| The input |

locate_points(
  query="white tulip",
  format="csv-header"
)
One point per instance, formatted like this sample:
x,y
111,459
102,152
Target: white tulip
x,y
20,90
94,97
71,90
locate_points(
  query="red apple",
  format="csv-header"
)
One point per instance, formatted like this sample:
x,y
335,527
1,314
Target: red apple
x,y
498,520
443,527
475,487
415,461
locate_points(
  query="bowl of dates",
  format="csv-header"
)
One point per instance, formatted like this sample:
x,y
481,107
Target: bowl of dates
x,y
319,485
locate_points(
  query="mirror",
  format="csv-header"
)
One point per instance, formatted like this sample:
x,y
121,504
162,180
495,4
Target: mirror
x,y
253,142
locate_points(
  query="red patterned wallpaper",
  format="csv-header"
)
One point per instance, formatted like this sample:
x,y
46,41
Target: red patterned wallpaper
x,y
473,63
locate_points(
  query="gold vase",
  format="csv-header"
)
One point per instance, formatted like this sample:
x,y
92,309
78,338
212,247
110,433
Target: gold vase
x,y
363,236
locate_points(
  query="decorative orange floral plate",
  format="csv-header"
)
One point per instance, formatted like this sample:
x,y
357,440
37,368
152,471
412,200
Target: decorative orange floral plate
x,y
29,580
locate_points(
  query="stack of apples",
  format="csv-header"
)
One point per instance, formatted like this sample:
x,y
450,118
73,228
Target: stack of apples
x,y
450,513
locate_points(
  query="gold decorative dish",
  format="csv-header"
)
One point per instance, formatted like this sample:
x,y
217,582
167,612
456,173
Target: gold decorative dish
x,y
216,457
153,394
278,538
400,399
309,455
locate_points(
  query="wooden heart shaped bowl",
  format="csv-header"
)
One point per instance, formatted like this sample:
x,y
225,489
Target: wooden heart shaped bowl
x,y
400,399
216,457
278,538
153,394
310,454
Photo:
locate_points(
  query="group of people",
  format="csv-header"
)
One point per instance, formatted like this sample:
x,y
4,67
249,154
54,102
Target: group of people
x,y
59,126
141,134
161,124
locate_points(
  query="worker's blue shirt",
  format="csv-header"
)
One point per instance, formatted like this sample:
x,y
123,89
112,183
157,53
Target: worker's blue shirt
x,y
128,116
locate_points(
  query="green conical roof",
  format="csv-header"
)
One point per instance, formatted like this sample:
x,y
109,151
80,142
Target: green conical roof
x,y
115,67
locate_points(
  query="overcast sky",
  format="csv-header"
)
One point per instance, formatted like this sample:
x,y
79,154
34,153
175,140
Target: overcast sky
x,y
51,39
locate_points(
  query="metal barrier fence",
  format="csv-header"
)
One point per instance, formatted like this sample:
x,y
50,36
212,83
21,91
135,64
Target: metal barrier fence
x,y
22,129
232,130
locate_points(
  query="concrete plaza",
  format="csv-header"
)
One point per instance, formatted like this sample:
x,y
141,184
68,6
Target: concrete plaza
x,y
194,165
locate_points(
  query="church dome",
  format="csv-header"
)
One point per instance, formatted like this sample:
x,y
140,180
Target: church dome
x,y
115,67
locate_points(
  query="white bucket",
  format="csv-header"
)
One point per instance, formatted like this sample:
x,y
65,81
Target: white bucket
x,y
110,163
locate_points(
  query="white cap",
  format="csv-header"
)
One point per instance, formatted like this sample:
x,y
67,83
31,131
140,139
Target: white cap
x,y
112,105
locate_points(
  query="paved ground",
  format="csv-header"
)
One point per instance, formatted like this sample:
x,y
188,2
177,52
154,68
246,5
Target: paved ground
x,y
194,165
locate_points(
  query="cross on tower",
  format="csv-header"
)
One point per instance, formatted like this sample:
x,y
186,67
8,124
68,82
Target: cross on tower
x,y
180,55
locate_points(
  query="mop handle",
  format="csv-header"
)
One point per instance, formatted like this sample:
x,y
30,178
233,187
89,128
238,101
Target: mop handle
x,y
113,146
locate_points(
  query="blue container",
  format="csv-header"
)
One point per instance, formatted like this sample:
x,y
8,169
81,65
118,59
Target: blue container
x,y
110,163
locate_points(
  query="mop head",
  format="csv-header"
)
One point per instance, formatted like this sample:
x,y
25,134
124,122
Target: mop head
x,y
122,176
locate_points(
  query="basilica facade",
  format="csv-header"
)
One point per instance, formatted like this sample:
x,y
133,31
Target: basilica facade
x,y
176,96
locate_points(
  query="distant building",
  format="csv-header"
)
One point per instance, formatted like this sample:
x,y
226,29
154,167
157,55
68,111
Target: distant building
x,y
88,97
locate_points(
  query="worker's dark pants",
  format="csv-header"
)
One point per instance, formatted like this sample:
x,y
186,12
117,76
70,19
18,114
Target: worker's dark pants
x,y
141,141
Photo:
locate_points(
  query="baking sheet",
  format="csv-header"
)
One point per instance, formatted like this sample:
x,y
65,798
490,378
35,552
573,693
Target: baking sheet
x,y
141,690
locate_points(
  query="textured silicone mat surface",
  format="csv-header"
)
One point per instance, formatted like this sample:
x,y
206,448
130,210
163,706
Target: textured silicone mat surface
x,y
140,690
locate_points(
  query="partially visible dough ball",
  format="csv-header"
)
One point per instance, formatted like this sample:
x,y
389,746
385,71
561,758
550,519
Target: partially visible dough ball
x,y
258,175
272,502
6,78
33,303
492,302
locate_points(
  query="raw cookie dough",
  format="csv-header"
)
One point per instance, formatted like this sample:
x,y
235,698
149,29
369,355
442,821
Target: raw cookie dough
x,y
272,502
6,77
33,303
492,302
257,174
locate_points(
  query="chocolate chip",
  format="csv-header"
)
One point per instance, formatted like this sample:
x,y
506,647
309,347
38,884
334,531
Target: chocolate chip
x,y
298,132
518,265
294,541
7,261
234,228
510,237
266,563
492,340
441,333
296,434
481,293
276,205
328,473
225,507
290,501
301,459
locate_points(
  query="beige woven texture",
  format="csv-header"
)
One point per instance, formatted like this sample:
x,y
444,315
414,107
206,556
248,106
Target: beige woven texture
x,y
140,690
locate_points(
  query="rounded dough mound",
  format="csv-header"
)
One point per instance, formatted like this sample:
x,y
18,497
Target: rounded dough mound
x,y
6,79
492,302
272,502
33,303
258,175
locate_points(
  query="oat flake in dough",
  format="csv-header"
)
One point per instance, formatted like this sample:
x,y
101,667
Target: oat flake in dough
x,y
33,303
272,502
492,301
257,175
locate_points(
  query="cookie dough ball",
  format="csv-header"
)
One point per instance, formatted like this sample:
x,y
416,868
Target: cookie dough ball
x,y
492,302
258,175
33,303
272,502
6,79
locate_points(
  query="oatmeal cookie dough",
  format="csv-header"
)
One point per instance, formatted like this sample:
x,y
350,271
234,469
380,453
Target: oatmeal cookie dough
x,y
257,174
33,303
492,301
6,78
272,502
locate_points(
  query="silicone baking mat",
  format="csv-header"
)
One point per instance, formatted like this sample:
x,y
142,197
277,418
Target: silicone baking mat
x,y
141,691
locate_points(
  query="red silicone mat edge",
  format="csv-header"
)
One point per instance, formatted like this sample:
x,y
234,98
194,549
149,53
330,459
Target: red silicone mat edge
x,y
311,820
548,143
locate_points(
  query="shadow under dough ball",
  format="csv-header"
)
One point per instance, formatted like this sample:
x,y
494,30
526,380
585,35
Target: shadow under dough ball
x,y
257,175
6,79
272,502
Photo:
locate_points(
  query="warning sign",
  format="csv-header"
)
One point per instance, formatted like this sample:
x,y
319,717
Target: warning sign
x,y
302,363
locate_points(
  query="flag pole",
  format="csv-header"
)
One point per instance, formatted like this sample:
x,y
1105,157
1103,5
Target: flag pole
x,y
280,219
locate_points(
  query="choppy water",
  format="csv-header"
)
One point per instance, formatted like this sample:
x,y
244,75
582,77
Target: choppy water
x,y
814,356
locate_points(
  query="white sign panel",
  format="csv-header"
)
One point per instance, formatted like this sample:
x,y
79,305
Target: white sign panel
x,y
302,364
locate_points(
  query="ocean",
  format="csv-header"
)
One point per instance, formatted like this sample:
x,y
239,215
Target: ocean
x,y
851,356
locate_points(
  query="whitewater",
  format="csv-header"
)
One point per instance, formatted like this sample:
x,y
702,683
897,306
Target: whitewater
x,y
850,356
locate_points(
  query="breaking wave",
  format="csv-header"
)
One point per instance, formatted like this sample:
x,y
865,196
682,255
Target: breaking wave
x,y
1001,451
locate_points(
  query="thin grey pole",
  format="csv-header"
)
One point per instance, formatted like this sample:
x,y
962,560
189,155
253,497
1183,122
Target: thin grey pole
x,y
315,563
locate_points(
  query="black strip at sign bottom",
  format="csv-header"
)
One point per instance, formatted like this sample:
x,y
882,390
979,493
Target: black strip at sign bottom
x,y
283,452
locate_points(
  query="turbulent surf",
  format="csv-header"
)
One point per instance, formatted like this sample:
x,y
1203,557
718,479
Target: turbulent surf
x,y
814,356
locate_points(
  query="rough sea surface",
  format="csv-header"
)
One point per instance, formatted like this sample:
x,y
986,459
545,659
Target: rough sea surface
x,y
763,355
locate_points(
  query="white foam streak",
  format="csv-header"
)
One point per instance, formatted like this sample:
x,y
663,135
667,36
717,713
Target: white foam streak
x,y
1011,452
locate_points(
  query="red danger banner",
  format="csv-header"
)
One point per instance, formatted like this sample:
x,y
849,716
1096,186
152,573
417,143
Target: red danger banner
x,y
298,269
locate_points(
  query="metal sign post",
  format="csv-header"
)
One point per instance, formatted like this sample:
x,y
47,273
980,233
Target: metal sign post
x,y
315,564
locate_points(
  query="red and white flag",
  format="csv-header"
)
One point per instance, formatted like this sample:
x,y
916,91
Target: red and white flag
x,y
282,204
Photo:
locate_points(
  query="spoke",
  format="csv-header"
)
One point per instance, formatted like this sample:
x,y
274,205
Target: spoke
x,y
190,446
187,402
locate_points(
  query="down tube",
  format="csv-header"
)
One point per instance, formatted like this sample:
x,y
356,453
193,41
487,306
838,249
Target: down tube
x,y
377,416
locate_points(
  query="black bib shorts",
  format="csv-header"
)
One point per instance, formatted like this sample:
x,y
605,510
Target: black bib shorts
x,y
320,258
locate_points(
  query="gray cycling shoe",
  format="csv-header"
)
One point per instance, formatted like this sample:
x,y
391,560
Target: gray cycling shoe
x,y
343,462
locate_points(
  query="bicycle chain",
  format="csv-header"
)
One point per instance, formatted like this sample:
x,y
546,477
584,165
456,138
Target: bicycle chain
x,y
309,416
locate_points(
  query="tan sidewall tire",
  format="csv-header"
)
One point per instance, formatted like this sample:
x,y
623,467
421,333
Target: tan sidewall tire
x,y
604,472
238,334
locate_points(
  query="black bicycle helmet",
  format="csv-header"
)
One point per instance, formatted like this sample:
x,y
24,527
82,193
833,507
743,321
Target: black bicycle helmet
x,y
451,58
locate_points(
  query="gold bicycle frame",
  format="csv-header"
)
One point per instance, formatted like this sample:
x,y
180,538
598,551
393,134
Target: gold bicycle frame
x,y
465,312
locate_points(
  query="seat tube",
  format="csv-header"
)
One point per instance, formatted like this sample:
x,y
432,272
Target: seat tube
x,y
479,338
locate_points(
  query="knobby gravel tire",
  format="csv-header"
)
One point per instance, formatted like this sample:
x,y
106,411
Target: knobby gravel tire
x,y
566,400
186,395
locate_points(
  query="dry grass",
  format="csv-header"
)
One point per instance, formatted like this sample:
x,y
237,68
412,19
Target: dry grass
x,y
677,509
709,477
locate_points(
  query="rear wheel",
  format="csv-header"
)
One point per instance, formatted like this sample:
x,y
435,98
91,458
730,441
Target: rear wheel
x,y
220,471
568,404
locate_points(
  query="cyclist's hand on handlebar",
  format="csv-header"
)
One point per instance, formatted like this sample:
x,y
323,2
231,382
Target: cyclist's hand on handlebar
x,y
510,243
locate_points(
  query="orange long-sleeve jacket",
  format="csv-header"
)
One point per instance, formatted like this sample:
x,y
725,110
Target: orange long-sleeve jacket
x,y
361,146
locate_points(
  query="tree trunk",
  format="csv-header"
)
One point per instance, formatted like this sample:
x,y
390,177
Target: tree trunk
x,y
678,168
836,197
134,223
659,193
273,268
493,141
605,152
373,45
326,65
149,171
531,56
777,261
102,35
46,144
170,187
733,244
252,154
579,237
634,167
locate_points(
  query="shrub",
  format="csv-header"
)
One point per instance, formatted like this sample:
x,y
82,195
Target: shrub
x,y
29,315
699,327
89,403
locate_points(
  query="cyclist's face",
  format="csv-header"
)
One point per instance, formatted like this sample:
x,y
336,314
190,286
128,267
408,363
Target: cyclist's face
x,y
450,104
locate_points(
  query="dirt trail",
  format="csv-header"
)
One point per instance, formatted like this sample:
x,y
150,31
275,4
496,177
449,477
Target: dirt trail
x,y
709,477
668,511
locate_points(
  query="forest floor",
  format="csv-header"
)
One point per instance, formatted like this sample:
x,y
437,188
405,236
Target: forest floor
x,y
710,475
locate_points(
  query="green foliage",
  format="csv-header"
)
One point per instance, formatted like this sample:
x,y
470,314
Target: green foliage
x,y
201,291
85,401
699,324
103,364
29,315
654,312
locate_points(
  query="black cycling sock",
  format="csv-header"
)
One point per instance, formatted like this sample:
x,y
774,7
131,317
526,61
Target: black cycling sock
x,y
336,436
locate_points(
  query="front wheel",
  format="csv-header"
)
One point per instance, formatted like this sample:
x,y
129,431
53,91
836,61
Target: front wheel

| Task to carry out |
Look through the entries above and copy each line that has "front" in it.

| Solved exercise |
  query="front wheel",
Target: front wheel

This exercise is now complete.